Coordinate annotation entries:
------------------------------------------------------------
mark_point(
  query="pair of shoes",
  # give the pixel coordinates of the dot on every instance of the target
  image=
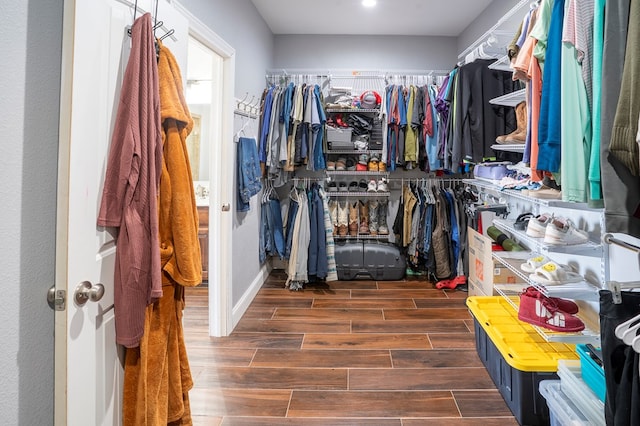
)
(373, 164)
(379, 186)
(333, 213)
(452, 283)
(543, 192)
(520, 134)
(361, 143)
(537, 309)
(343, 218)
(552, 273)
(561, 231)
(354, 213)
(556, 230)
(351, 164)
(364, 218)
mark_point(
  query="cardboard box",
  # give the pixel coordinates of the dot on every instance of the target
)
(484, 272)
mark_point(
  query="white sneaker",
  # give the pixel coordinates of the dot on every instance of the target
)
(561, 231)
(537, 226)
(382, 185)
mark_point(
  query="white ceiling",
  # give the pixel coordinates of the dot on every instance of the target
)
(388, 17)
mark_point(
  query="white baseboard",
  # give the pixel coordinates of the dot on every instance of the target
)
(243, 304)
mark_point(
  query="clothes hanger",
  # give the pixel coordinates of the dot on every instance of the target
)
(627, 331)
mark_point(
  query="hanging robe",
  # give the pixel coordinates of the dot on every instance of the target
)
(157, 375)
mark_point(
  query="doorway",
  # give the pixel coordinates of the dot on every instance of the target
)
(209, 92)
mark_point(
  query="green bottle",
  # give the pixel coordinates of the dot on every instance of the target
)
(501, 238)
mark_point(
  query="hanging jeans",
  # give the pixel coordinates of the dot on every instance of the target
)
(277, 228)
(291, 218)
(620, 361)
(249, 173)
(317, 263)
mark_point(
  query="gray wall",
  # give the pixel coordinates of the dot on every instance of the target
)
(239, 24)
(31, 33)
(313, 52)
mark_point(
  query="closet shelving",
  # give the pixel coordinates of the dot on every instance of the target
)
(514, 147)
(510, 99)
(501, 64)
(583, 291)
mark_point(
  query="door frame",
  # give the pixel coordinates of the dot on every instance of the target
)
(221, 178)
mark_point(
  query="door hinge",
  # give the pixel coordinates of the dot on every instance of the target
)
(57, 299)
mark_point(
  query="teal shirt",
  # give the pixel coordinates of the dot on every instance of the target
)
(595, 187)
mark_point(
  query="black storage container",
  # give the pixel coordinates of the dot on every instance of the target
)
(369, 259)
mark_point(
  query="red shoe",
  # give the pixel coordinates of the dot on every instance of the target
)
(544, 313)
(565, 305)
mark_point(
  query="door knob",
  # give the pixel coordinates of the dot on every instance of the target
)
(85, 292)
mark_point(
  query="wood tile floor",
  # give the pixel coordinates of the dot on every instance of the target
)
(343, 353)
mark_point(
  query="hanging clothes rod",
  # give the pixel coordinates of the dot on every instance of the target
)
(168, 32)
(610, 239)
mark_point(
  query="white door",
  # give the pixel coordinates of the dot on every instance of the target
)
(89, 365)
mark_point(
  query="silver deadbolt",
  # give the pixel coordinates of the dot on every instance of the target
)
(85, 292)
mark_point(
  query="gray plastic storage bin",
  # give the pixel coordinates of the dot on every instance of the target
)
(369, 259)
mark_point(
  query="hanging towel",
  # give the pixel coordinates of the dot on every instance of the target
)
(157, 375)
(129, 197)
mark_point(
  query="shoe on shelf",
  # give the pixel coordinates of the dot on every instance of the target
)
(343, 218)
(537, 226)
(353, 218)
(351, 164)
(382, 185)
(543, 312)
(565, 305)
(333, 213)
(383, 228)
(364, 218)
(561, 231)
(544, 193)
(520, 134)
(373, 217)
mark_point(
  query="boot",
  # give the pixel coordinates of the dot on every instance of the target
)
(353, 219)
(333, 214)
(520, 134)
(364, 218)
(383, 229)
(373, 217)
(343, 218)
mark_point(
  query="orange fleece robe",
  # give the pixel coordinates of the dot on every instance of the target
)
(157, 374)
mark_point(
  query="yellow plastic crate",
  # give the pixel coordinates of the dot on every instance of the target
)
(518, 342)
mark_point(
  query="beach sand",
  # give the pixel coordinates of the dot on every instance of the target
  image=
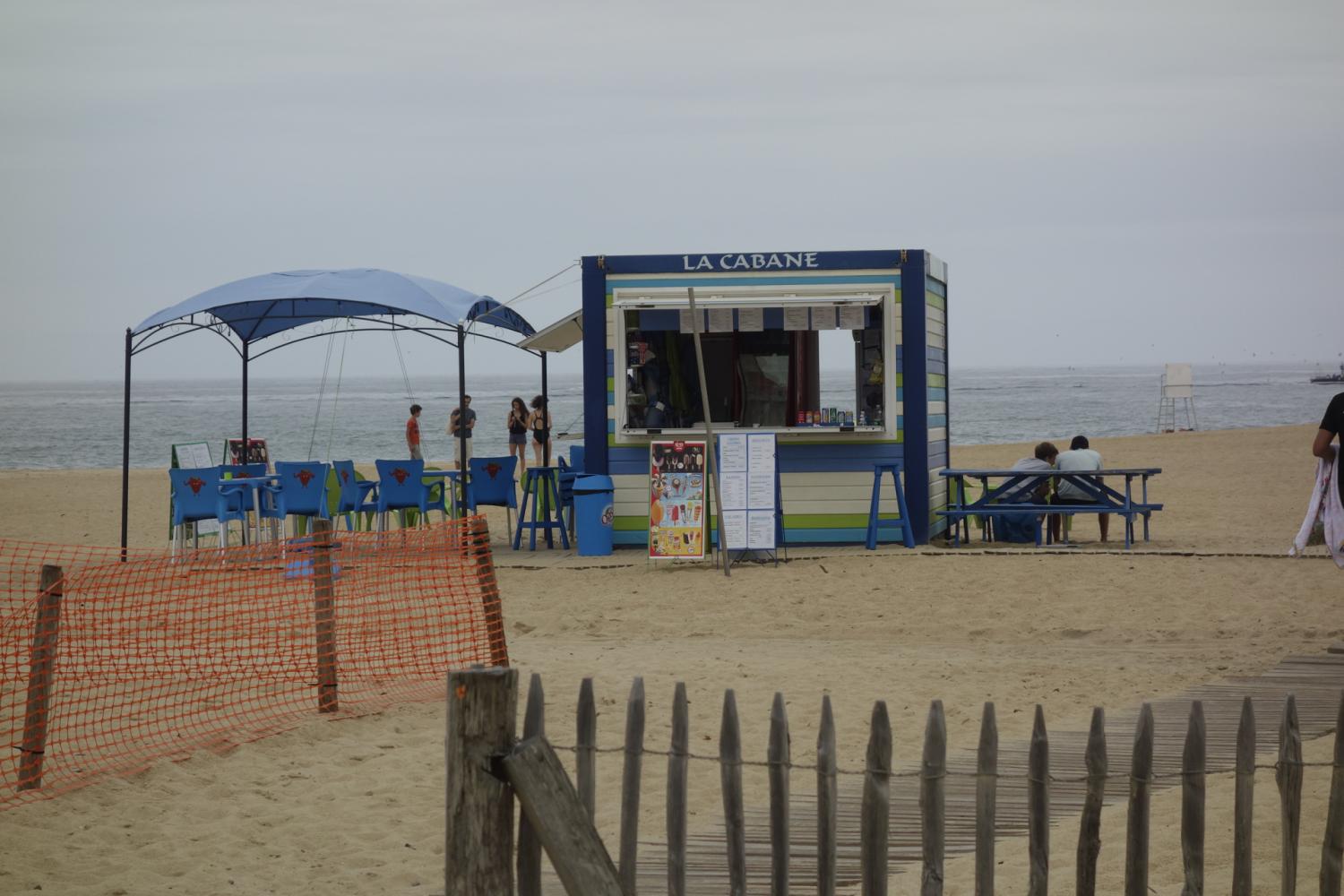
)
(358, 805)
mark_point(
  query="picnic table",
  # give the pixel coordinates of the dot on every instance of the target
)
(999, 500)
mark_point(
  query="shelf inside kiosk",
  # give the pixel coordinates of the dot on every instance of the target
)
(761, 370)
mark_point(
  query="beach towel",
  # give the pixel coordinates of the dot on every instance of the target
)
(1324, 522)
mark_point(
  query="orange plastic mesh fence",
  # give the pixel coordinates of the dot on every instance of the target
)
(121, 664)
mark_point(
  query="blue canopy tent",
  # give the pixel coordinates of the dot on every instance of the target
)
(250, 311)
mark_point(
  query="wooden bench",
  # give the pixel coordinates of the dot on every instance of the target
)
(992, 503)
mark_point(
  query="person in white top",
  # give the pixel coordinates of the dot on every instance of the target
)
(1080, 457)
------------------------------------------------------------
_Task details_
Give an exact copy of the material, leaving out every picture.

_Right answer_
mark_point(
  query="pair of shoes",
  # give the pixel coordinates of the dot on every instance of the target
  image=
)
(373, 164)
(379, 186)
(333, 213)
(452, 283)
(543, 192)
(520, 134)
(361, 143)
(537, 309)
(343, 218)
(552, 273)
(561, 231)
(354, 213)
(556, 230)
(351, 164)
(364, 218)
mark_point(
  query="cardboard box",
  # give the pixel coordinates of the dot on every instance of the target
)
(484, 272)
mark_point(
  query="white sneaker",
  # give the pixel coordinates of the dot on every instance of the target
)
(561, 231)
(537, 226)
(382, 185)
mark_point(
  query="white ceiling",
  # give the pixel coordinates of the dot on every instance of the target
)
(388, 17)
mark_point(
  query="white baseboard",
  # give the pixel coordinates of the dot on every instance of the target
)
(243, 304)
mark_point(
  query="clothes hanger",
  # give the pixel coordinates of the dot on every instance of the target
)
(627, 331)
mark_point(
  query="hanging robe",
  # give the pixel coordinates of the dot on every instance of the target
)
(157, 375)
mark_point(
  query="doorway",
  # give the pixel coordinates of the dot on every instance of the target
)
(209, 92)
mark_point(
  query="green bottle",
  # give the pixel coordinates of the dot on every instance of the target
)
(501, 238)
mark_point(
  query="hanging jeans",
  # give the pixel coordinates of the dot on every instance of the target
)
(277, 228)
(291, 218)
(620, 361)
(249, 173)
(317, 263)
mark_point(
  query="gray wall",
  # give the pixel coordinates of the dot on every instance of the target
)
(239, 24)
(31, 33)
(313, 52)
mark_point(
  query="closet shelving",
  # give the pixel coordinates of the dot on every instance of the target
)
(514, 147)
(510, 99)
(501, 64)
(583, 291)
mark_point(
  query="door frame",
  # give the pixel coordinates of the dot on every instance of the target
)
(221, 178)
mark_point(
  query="door hinge",
  # give the pixel coordinates of the dot on every instance of the target
)
(57, 299)
mark_point(
  query="teal shirt",
  # give the pixel coordinates of the dot on every instance of the target
)
(595, 187)
mark_point(
  query="black storage container",
  # give the pixel coordinates of the dot on every instance of the target
)
(369, 259)
mark_point(
  query="red shoe",
  # give the pixel coordinates of the dot on every instance of the target
)
(544, 313)
(565, 305)
mark_point(
  query="door knob",
  # give the pixel coordinates of the dot on every instance of the target
)
(85, 292)
mark_point(
  query="wood tile floor",
  # give the pixel coordinates of the dot on every instance of the target
)
(343, 353)
mark_point(
  query="hanging clothes rod",
  # give the pixel coordinates of the dot on every instance of the target
)
(168, 32)
(610, 239)
mark_point(
  query="white door",
  # give the pixel coordinates of the dot on every instance of the target
)
(89, 365)
mark_point(
  query="silver deadbolt",
  # give the pixel coordinates of the dot on every instance of the target
)
(85, 292)
mark_point(
  query="gray plastic storage bin",
  # give the pixel coordinates of the dot on every instance of the target
)
(369, 259)
mark_point(
  query="hanging towel",
  # give the pixel coordinates of the dot on every instance of the target
)
(157, 375)
(129, 197)
mark_point(
  query="shoe on shelf",
  # give the pixel coordinates of the dot on every instance of the target
)
(343, 218)
(537, 226)
(353, 218)
(351, 164)
(382, 185)
(543, 312)
(565, 305)
(333, 213)
(383, 228)
(364, 218)
(561, 231)
(544, 193)
(520, 134)
(373, 217)
mark_point(
  query="boot",
  # give the pixel coordinates of the dot on every instance of the target
)
(353, 219)
(333, 214)
(520, 134)
(364, 218)
(383, 229)
(373, 217)
(343, 218)
mark_point(
  query="orange fleece robe",
  # give the pixel coordinates of the dot on every instance of the target
)
(157, 374)
mark_point(
  query="yellow plastic crate",
  # give the pixel coordinates of the dot on every instance of the target
)
(518, 342)
mark_point(
  query="beach sand",
  # give the pixel coordinates of the dot on every instance of the target
  image=
)
(358, 805)
mark_point(
  query="picnic table",
  # give the pixel coordinates of the dot on every instance of the target
)
(999, 500)
mark_point(
  query="shelf inside kiosk",
  # give the pixel coordinates of the dot on every instance of the target
)
(761, 370)
mark_point(
  query="beach towel",
  # give the pixel coordinates of the dot on every instance of the target
)
(1324, 522)
mark_point(
  query="orange plastic mesh fence",
  # give the pixel coordinates of the dot on every instance of the target
)
(121, 664)
mark_point(
  query="blue canopy tent",
  # give the pixel coordinates of the dot on every instance of the target
)
(250, 311)
mark_point(
  query="wooden bench",
  # give the pixel coordinates of the dot on every instance of the target
)
(992, 503)
mark_point(
  query="person in white top",
  # give the pixel coordinates of the dot on every instance of the target
)
(1080, 457)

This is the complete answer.